Entries for locating named things

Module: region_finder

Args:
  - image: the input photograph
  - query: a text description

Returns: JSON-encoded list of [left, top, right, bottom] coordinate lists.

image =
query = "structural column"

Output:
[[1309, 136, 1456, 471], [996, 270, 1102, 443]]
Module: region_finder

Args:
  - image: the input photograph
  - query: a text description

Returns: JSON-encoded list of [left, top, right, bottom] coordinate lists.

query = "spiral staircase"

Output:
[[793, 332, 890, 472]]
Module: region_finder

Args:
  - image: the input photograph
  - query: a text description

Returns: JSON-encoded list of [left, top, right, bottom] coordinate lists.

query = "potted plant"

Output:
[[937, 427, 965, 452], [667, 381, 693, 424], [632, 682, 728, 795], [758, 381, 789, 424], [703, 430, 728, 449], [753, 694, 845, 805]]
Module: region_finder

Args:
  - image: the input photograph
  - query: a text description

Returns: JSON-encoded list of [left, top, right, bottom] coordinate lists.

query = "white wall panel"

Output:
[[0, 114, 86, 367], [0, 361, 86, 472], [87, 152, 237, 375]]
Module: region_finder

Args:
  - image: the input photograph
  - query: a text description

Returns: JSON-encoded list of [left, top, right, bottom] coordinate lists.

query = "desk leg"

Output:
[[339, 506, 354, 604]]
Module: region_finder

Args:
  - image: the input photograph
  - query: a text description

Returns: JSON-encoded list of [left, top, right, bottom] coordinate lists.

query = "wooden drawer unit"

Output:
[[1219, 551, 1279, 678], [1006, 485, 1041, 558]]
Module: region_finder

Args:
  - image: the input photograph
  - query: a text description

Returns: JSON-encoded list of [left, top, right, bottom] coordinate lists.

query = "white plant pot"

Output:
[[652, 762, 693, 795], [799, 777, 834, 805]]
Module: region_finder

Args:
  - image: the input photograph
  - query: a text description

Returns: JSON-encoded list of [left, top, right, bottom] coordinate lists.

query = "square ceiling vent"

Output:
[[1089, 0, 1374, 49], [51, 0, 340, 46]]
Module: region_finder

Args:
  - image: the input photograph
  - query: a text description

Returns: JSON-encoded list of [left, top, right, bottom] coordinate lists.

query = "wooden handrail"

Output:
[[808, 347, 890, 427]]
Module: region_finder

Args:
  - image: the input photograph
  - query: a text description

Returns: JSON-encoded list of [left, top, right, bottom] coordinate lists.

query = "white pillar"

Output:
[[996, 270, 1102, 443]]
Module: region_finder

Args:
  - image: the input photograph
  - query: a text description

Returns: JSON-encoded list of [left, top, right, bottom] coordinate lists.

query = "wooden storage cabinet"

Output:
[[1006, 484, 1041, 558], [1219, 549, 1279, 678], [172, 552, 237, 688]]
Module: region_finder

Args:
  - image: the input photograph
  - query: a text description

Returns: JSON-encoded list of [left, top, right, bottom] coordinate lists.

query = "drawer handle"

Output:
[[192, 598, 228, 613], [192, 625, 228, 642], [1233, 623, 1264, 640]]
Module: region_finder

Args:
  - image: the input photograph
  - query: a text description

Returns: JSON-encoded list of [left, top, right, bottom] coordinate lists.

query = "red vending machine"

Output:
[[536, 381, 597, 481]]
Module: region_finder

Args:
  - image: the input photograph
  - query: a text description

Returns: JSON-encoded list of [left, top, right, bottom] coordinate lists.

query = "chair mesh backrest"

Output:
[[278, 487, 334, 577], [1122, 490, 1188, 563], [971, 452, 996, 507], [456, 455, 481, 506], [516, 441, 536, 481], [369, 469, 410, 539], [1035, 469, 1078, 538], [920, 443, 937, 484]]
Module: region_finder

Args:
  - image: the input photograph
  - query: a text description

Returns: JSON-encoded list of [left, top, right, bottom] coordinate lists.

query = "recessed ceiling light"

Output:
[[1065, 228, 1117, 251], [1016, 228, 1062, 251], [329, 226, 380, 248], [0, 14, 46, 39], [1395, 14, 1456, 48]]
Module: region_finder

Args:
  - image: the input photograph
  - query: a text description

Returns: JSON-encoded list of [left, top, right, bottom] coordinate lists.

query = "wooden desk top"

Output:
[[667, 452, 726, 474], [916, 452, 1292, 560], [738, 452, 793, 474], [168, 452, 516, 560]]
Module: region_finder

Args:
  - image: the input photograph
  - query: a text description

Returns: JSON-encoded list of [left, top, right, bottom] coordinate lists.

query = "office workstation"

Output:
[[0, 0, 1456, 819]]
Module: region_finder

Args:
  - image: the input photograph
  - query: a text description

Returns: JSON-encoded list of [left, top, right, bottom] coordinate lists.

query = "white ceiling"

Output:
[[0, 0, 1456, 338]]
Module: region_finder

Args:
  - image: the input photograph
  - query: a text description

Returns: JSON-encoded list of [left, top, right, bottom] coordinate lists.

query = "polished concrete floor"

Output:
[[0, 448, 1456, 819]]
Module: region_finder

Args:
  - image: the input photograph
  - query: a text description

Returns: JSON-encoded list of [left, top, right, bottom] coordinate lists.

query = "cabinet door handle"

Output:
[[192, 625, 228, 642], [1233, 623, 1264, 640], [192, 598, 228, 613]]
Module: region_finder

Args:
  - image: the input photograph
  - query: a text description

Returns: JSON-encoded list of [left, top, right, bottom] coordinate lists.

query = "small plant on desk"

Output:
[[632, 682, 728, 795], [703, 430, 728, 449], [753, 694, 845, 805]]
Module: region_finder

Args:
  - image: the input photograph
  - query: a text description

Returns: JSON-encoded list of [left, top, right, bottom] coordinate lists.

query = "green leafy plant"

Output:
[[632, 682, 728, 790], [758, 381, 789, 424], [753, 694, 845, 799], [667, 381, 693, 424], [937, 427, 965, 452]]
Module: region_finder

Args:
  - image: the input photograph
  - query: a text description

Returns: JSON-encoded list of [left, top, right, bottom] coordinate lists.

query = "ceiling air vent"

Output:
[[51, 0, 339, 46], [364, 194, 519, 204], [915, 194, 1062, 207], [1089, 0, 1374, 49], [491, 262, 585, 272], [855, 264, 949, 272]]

### AIM
Can you write out the listing again, starting at its beginning and ending at the line that contains "[[652, 762, 693, 795], [799, 777, 834, 805]]", with every bounding-box coordinate in the answers multiplied by 0.6 and rounded to a whole number (halves round up), and everything else left unchanged?

### TASK ANSWER
Module: region_finder

Args:
  - image: the input photograph
  - query: a text description

Returns: JSON-encoded list of [left, top, right, bottom] coordinate lists.

image =
query = "structural column"

Output:
[[785, 82, 874, 283], [598, 162, 661, 266]]
Module: region_finder

Args:
  - image: the input photograph
  - query: a text description

Returns: JSON-encoded list of [left, top, right, bottom] coordinate lists.

query = "spiral staircase"

Output:
[[476, 199, 534, 283]]
Module: region_finder

Args:
  - image: the input photograph
  - query: a text description

Returns: JSON-encoded list of [left, top, right, bottom] coordinate lists.

query = "potted plant"

Output:
[[562, 256, 579, 271], [400, 229, 416, 254], [379, 409, 437, 477], [455, 229, 473, 254], [422, 258, 437, 269], [452, 416, 507, 483]]
Module: region_finder

Args:
  - image: the input photograph
  - query: a text description

Returns: JSON-encoded list of [left, top, right, bottom] coordinate lists.

query = "white wall panel"

Output:
[[0, 68, 52, 220], [0, 217, 52, 283], [52, 91, 142, 225]]
Module: region_finder

Args:
  - image: the input photograph
  - query: a text description

Returns: JSON-encoded list of [left, top, right, bottom] coordinate lists.

query = "desk leg"

Output:
[[203, 304, 212, 362]]
Module: region_finder

Args:
  - image: the input photograph
  - query: a text description

Returns: JSON-encoded list of [left, top, right, bottom] coordinate lists.

query = "wooden drawer unit"

Output:
[[731, 331, 767, 407], [604, 291, 625, 335]]
Module: region_finder

Args:
  - image: the input photograph
  - query: a text description

Returns: JSON-encoded list of [left, top, right, bottom] coordinate lists.

query = "white plant pot"

Output:
[[391, 457, 416, 477], [479, 466, 500, 483]]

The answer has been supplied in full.